### What you will do
Write out the records again from the line with "Target: white car" up to and including the last line, keeping the requests. Move every pin coordinate in the answers by adding -73 to it.

### Data extract
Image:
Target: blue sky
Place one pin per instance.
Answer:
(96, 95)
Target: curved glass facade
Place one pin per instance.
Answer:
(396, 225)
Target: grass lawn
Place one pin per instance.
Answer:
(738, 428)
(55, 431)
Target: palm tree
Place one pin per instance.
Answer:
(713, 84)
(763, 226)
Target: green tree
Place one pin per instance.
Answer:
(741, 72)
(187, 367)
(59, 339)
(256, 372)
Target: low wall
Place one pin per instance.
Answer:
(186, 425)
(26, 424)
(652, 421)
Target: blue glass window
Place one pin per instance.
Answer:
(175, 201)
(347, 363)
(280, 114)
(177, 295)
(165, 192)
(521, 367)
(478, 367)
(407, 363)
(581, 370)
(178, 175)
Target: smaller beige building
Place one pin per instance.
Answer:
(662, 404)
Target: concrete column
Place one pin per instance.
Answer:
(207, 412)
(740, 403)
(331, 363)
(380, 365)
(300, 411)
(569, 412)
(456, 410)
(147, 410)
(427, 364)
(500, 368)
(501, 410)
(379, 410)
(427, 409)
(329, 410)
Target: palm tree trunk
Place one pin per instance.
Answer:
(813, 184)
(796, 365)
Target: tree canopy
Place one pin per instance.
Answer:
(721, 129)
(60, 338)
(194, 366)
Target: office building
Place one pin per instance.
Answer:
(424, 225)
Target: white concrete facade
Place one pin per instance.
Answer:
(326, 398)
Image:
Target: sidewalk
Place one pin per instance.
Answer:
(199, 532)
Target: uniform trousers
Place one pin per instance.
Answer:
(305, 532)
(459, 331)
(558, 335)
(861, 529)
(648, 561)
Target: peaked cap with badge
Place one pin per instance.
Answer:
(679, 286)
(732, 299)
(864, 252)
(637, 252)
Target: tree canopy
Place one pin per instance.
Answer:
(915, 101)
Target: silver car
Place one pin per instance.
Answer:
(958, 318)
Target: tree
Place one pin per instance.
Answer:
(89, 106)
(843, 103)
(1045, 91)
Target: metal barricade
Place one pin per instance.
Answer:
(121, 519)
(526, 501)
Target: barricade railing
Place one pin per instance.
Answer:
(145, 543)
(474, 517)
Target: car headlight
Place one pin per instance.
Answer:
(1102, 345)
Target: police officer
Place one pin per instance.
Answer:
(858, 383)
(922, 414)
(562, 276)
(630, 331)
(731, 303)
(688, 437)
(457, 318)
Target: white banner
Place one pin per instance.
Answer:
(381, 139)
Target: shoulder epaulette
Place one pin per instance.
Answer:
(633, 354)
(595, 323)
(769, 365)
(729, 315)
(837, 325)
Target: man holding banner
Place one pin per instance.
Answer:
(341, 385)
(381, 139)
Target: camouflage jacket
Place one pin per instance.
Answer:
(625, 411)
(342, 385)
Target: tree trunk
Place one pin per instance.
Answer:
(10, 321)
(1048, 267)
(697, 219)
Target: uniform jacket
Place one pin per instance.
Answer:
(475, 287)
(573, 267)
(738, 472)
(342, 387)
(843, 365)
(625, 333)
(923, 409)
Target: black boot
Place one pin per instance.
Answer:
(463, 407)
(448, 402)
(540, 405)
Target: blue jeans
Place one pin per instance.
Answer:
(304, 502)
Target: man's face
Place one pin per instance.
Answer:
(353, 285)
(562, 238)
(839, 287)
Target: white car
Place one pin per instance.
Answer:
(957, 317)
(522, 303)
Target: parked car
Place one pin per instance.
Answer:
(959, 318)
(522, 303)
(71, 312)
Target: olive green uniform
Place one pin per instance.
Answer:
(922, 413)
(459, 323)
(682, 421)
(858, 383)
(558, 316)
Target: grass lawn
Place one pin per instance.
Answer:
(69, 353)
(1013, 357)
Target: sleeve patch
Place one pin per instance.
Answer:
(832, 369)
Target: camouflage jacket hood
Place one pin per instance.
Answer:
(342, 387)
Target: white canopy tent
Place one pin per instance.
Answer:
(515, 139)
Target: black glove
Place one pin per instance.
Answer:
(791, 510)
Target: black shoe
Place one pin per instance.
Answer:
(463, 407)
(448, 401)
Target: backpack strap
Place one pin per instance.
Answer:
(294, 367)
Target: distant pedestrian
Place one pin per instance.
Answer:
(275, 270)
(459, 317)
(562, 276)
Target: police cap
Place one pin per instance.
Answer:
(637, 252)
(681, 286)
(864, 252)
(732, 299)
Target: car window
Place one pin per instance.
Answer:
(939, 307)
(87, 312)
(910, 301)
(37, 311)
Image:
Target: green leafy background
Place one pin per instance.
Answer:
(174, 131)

### Reply
Target: white car
Place one pin per instance.
Answer:
(884, 244)
(449, 230)
Target: parked car
Place one pin per instance.
Answer:
(886, 245)
(449, 230)
(-2, 239)
Target: olive green uniform
Place one pin per instance.
Answer:
(849, 340)
(386, 250)
(609, 348)
(785, 310)
(485, 243)
Target: grass lawn
Place one pin per instance.
Answer:
(-4, 280)
(940, 284)
Target: sleeve patch
Place one pin per instance.
Answer:
(759, 296)
Target: camouflage jacket hood
Place one pin per instance.
Answer:
(269, 314)
Target: white canopy tent
Place one pin per instance.
Answer:
(442, 66)
Target: black glove
Place one pin per instance.
Answer:
(718, 437)
Target: black shoe
Place one pin per instance.
Answer:
(390, 334)
(375, 328)
Target: backpack strap
Place one pin per instance.
Answer:
(221, 294)
Target: distant pedestrian
Place one pin per instance.
Answer:
(202, 197)
(386, 244)
(489, 203)
Target: police cap
Place one pin per instance.
Answer:
(564, 179)
(608, 213)
(791, 179)
(659, 226)
Target: car window
Place one pin per instance.
Answer:
(866, 234)
(14, 239)
(837, 228)
(-36, 238)
Image:
Target: green leafy background
Place one pin per instance.
Answer:
(101, 58)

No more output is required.